» Text
____________________
The bill also incorporates unrelated language from H.R. 906, the Furthering Asbestos Claim Transparency (FACT) Act of 2017, which provides disincentives to victims seeking reimbursement for their injuries from an asbestos settlement trust set up through a Chapter 11 bankruptcy reorganization by making their personally identifiable information publicly available through the Internet and by establishing burdensome new reporting requirements on these asbestos settlement trusts.
This language would change the rules of the tort system with regard to asbestos-related injuries by requiring quarterly reports of claims made against the trusts and any payouts made by the trusts to asbestos victims. These reports, which would include the name, exposure history, and amount of payment made from the trust to each claimant, are required to be made available on the court's public docket that, in turn, can be accessed through the Internet. The disclosure of such sensitive information in a public manner creates new risks for asbestos victims. Such information could be used for inappropriate purposes by prospective employers, insurers, and lenders as well as by identity thieves.
____________________
» Stored data
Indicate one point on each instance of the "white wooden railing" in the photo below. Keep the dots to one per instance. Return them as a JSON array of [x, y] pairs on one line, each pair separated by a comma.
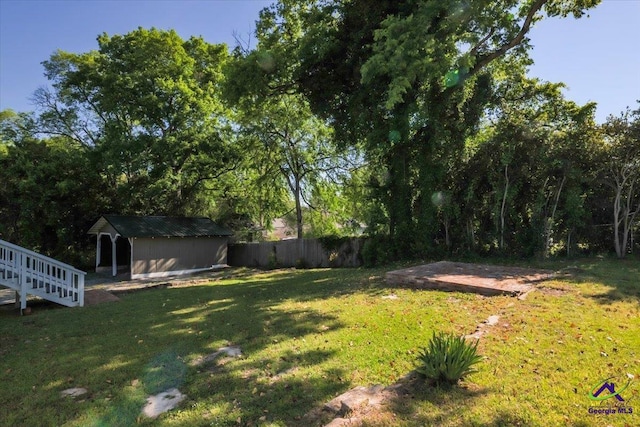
[[30, 273]]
____________________
» Problems to work on
**1)** Restate the stretch from "This language would" through "by identity thieves." in the asbestos trust passage, putting "monthly" in place of "quarterly".
**2)** Using the asbestos trust passage, answer yes or no to each statement and quote the words that decide it: (a) The trusts would have to report claims every quarter. (b) The reports would leave out each claimant's name. (c) Identity thieves are named as people who could misuse the information.
Base each answer on the asbestos trust passage alone.

» Answers for the exercise
**1)**
This language would change the rules of the tort system with regard to asbestos-related injuries by requiring monthly reports of claims made against the trusts and any payouts made by the trusts to asbestos victims. These reports, which would include the name, exposure history, and amount of payment made from the trust to each claimant, are required to be made available on the court's public docket that, in turn, can be accessed through the Internet. The disclosure of such sensitive information in a public manner creates new risks for asbestos victims. Such information could be used for inappropriate purposes by prospective employers, insurers, and lenders as well as by identity thieves.

**2)**
(a) Yes: "requiring quarterly reports of claims made against the trusts"
(b) No: "which would include the name, exposure history, and amount of payment made from the trust to each claimant"
(c) Yes: "as well as by identity thieves"